Assignment: Transcribe the line containing "Practice. Identify the blue pool" and every line after it, exactly, through the end of the records.
------------------------------------------------------------
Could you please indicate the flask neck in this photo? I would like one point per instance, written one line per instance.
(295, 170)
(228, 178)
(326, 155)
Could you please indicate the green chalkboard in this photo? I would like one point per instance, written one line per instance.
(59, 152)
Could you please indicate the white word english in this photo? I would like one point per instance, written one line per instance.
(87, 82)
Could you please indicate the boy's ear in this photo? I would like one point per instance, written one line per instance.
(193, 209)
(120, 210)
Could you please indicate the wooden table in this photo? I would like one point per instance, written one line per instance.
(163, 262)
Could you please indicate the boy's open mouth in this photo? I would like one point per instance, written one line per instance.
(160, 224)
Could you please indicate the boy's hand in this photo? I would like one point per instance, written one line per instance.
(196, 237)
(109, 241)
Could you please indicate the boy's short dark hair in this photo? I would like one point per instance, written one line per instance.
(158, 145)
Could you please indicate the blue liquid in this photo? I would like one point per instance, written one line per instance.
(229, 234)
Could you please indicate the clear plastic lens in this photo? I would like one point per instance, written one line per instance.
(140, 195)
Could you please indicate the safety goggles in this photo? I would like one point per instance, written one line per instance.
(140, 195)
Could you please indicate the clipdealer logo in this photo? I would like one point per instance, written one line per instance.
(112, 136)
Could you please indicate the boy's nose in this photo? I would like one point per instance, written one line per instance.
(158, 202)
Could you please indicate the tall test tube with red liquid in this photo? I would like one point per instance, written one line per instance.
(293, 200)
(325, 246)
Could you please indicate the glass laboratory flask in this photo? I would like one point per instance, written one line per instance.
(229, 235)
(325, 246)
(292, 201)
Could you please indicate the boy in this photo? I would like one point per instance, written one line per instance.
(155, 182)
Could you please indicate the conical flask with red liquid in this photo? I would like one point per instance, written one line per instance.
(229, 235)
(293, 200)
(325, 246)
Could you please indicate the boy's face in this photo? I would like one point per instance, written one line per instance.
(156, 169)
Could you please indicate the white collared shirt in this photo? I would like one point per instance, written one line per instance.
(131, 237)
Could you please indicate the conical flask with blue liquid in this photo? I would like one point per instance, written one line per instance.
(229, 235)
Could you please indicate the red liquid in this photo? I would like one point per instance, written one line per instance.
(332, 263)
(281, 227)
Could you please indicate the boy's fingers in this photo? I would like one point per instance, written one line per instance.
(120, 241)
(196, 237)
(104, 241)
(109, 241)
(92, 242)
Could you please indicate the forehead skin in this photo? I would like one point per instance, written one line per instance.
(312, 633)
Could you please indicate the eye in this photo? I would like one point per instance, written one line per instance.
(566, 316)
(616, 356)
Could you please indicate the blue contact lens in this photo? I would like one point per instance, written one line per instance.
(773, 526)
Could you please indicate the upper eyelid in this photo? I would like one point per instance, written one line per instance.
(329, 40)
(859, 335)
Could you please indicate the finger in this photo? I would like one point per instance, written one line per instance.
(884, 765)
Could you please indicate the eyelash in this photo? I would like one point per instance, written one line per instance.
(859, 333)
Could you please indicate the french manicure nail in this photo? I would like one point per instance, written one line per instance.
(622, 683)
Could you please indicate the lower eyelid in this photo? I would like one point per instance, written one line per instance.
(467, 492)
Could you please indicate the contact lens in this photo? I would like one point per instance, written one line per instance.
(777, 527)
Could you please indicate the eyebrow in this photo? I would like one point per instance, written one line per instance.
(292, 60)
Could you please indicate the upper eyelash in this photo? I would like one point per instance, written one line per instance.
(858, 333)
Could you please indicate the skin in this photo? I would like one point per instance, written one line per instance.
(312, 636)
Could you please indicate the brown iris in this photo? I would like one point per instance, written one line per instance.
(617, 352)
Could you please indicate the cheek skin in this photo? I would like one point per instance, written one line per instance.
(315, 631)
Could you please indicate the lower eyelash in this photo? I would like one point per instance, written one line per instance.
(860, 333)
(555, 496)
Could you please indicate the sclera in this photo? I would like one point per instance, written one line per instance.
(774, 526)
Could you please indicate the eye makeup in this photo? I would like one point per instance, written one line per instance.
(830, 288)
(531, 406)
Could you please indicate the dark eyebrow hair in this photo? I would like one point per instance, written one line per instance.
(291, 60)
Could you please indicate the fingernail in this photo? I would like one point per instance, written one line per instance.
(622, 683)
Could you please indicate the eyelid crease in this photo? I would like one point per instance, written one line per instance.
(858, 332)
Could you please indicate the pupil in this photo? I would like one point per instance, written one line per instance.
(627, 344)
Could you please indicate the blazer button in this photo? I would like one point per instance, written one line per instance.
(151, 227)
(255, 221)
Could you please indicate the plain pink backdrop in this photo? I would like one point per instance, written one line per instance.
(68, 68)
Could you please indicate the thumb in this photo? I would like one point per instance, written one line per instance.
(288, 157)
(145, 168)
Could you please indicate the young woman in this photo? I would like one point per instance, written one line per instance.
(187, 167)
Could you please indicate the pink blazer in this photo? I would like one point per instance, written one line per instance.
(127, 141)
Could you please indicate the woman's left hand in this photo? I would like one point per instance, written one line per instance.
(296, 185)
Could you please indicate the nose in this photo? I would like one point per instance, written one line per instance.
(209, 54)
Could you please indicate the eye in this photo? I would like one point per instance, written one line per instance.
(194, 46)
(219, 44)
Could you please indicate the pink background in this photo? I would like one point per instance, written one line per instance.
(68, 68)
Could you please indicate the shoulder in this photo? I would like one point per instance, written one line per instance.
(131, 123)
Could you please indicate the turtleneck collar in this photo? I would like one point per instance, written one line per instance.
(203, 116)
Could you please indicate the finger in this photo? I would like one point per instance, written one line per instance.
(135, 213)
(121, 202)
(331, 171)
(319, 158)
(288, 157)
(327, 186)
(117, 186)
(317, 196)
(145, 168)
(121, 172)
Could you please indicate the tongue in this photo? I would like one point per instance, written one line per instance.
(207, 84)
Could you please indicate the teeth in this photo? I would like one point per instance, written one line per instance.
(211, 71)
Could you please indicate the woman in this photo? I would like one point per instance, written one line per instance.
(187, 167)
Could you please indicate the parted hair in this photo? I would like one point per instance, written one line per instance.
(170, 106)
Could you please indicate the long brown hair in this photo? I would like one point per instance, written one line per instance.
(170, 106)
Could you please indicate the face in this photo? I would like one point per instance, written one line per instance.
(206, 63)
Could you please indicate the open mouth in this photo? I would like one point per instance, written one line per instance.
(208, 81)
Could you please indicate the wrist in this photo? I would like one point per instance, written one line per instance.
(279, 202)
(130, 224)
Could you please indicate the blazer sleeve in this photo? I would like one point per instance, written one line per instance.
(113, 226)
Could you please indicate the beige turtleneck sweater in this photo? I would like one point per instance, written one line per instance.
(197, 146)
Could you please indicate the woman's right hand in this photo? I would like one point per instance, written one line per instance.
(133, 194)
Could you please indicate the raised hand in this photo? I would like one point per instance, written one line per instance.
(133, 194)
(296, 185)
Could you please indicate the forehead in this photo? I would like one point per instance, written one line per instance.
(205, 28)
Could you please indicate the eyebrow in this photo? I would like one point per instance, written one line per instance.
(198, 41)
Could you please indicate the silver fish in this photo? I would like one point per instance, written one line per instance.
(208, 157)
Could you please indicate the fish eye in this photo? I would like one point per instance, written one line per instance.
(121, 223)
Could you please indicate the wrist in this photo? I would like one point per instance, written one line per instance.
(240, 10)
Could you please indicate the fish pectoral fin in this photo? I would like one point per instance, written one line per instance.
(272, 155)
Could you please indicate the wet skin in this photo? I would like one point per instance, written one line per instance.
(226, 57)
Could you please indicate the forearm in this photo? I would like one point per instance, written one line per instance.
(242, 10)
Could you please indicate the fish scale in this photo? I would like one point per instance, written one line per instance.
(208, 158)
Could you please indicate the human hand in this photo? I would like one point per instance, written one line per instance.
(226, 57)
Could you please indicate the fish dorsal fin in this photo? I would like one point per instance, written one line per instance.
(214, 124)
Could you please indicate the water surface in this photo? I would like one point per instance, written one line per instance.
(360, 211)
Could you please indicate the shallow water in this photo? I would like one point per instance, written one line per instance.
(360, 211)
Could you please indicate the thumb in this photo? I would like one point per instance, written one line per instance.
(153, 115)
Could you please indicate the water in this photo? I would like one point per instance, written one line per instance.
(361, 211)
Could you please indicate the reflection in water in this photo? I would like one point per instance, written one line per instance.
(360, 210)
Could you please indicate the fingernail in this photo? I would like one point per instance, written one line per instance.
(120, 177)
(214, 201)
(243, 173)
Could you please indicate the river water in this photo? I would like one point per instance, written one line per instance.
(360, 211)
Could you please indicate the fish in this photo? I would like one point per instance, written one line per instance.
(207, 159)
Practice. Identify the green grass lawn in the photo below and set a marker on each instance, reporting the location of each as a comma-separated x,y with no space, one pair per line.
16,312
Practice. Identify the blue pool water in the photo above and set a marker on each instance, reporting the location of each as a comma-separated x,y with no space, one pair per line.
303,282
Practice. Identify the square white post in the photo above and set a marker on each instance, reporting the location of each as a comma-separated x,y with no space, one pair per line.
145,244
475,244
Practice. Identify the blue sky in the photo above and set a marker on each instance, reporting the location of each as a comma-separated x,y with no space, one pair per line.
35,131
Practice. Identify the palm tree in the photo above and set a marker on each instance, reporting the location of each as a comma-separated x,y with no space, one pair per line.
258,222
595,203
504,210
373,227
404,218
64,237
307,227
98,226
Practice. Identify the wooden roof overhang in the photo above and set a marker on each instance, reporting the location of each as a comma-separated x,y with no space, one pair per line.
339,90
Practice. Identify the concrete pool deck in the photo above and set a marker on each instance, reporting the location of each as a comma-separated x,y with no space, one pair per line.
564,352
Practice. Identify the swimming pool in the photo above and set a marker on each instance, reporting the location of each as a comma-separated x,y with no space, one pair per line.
------------------------------------------------------------
Your solution:
Practice. Identify the blue pool water in the photo above and set a marker on each instance, reporting the location of each as a comma-separated x,y with no space, one pair per line.
303,282
Practice. Identify the square white post in the photo above and set a marker on each instance, reporting the location of each as a comma-separated x,y with no space, one pair per line.
145,244
475,244
Practice. Identify the blue sky in the photo above and set a marker on each instance, reporting the location of each as a comma-separated x,y with no space, one pair per line.
35,131
Practice. Identify the palm tree in the photo above and set a marker on each instance, reporting the location of each as a comma-separated x,y with no space, one pair per line.
258,222
595,203
504,210
373,227
404,218
64,237
307,227
98,226
Practice. Identify the wooden roof overhang in the photo above and set a marker on each instance, reporting the location of each as a comma-separated x,y with no space, one pair per line.
339,90
Practice. Identify the concrete pool deck in the photo above and set a marker on each instance, reporting the location of each as a comma-separated x,y with no space, one pair per line.
564,352
Practice. Identify the swimming pool in the photo above and set a marker on each instance, reporting the location of each as a comma-separated x,y with no space, one pair per line.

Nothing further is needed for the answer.